Short task 1
In the Brickworks thread below, rewrite the paragraph beginning "Yea isnt that awesome" as a brief list that keeps its main facts.

Page text
# Brickworks!



## Ciddian (Mar 15, 2006)

Sorry.. Just a couple of pics from the other day.

My camera died early but they have been building all these awesome new area's at my new favorite place. Its not quite done so I'll save pics for later.

Kat and I went on a rather over cast day and they put in bubblers at the ponds so the water was murky. Lots of students there as well so a bit hard to see wildlife, how ever some neat stuff was still out.



















A bit early for fall colours, but still lots of colour anyways!



























This hawk wasn't so pleased with us until we started stirring up mice for it. lol! 









We bought an aloe for bob from the market and some free run brown eggs from a farm just in newmarket!

End to a good day. :3


----------



## Cypher (Apr 15, 2006)

Nice pics Cid! Makes me wanna go visit the area. Any shots of the pond?


----------



## Ciddian (Mar 15, 2006)

Oohh Lemmie find some earlier ones for you. Right now they are using bubblers in the pond so its really really murky.

These were earlier in the year.


----------



## pat3612 (Jan 29, 2008)

Nice photos Cid love the turtle.


----------



## KevD (Mar 2, 2008)

Very nice pics, Cid.
I think the grand opening for the Evergreen Brickworks was last weekend, if I remember correctly. The fact they're going to have a farmers market once a week all year round is very enticing. I'm hoping to get down there with the wife soon before the snow flies.


----------



## Ciddian (Mar 15, 2006)

Yea isnt that awesome.. ! They will have a little cafe, a mount garden which they will be filling with water to make a rink in the winter. I saw they will even have a climbing wall at some point as well. I did see a small one set up for the kids.

In the back brick building I finally got to see some of the machinery in there. Since I work with machines myself making stuff I loved seeing this. Esp since I always wondered what the heck was in there since I was a kid.

The kilns where off limits for a party or something but i'll defiantly be back soon to see. The ladies in the market hope the indoor market will be ready before winter! It was cold that day and they are out all the time O:


----------



## KevD (Mar 2, 2008)

I was pleasantly surprised to see all that's available at the location. They've really done amazing work to transform the area into some sort of sustainable and enjoyable community.


----------



## Rmwbrown (Jan 22, 2009)

The annual slow-food picnic is today if anyone is wondering what to do with their Sunday. Food is great and you have the chance to meet some of the best chefs in the city.

http://ebw.evergreen.ca/picnic/


----------

Data rows
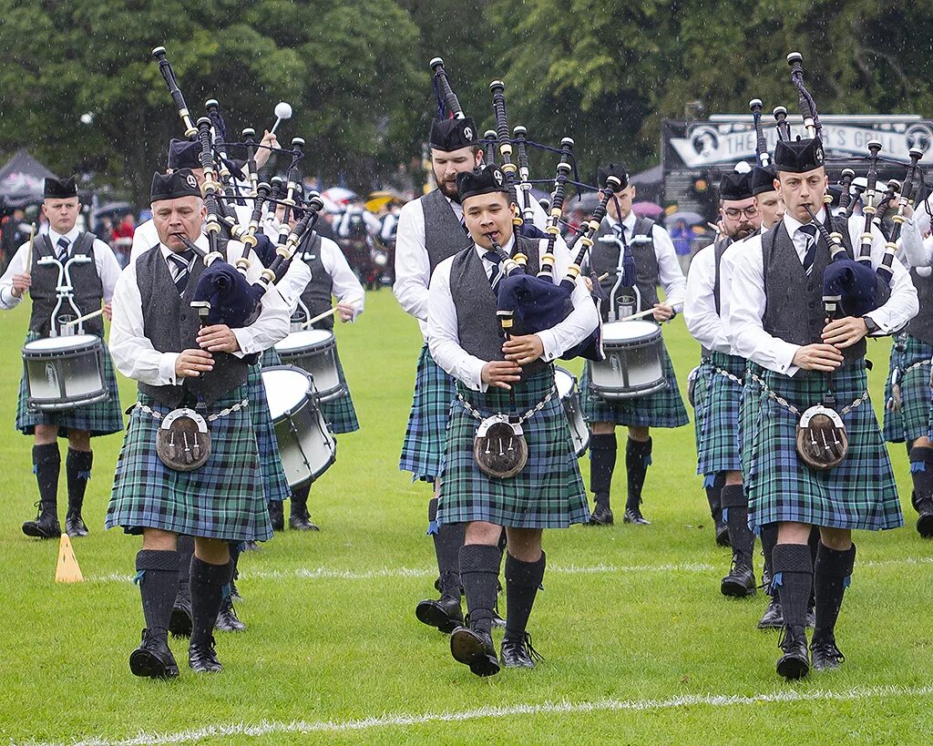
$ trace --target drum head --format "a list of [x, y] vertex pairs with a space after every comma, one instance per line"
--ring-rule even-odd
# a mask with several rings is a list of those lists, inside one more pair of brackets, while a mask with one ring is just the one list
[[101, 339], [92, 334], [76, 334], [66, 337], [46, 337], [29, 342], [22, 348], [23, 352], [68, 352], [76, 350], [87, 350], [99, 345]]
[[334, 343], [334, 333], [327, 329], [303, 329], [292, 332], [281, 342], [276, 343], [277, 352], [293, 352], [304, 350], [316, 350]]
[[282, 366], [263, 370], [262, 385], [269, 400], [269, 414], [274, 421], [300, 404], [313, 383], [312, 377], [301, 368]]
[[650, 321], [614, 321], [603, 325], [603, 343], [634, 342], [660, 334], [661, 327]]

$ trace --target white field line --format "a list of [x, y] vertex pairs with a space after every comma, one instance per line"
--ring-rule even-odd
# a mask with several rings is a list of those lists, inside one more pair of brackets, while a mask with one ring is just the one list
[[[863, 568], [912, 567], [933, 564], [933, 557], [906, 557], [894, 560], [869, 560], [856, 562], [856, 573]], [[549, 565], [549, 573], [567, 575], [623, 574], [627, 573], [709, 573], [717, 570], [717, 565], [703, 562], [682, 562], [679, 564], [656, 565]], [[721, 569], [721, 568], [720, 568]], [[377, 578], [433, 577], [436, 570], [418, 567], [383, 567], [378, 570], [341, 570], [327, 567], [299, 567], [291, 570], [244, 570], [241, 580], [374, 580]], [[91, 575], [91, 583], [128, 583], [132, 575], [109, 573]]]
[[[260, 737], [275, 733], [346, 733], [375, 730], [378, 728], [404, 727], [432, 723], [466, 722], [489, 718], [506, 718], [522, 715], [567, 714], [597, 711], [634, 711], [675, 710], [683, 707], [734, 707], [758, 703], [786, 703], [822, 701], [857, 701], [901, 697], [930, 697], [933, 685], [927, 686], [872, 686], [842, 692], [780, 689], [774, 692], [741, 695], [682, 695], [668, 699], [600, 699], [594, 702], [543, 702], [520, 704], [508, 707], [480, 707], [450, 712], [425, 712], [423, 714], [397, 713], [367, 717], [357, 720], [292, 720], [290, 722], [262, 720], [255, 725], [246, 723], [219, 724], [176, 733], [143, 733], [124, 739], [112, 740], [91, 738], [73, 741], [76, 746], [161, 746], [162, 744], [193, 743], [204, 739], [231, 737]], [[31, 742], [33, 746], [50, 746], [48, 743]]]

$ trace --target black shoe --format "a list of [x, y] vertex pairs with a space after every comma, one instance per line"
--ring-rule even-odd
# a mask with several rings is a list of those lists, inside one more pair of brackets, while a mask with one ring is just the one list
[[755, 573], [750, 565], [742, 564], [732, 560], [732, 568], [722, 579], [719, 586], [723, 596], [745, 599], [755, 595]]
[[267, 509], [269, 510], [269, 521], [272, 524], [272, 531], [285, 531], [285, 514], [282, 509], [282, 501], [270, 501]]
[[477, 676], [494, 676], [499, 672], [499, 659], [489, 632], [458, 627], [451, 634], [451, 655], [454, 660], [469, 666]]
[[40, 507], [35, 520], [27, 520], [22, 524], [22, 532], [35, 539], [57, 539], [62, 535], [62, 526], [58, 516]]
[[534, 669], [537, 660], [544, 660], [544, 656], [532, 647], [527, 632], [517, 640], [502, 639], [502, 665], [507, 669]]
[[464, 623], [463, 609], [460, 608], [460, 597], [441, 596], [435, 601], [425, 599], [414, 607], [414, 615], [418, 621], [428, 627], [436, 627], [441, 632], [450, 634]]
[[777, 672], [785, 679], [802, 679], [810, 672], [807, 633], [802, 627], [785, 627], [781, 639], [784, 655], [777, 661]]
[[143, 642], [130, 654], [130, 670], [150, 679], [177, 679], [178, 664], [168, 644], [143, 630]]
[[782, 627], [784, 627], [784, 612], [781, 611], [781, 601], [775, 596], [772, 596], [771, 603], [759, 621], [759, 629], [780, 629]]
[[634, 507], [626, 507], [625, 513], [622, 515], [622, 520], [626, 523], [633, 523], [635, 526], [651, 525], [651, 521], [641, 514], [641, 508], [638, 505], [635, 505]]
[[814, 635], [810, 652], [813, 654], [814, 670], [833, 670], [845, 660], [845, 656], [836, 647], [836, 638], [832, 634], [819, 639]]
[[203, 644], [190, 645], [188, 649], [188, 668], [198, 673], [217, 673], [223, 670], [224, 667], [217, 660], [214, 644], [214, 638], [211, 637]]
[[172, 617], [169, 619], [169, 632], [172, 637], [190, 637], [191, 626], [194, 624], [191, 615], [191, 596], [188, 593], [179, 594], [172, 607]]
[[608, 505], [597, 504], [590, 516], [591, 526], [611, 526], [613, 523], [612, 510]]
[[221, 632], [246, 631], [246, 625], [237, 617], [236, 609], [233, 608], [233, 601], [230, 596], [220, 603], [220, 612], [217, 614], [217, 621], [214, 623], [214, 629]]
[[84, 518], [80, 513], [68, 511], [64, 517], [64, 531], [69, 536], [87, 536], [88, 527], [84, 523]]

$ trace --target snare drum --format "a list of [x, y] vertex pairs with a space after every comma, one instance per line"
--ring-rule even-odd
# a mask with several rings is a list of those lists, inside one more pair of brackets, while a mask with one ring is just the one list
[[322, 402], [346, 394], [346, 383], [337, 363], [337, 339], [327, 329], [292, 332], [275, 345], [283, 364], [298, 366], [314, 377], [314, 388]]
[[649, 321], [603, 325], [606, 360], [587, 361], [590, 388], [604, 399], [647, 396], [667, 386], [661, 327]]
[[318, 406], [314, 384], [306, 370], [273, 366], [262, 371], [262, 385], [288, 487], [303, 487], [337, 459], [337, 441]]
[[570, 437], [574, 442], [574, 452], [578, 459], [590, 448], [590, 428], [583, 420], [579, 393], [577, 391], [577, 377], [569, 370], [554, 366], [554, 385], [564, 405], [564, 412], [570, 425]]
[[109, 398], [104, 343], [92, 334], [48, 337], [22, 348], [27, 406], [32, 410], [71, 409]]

Short task 2
State how many lines of the entries contain the string "format". Give only the number.

Full answer 1
- A small cafe is planned.
- A mount garden will be filled with water to make a rink in winter.
- A climbing wall is planned for some point.
- A small climbing wall has already been set up for children.

Full answer 2
4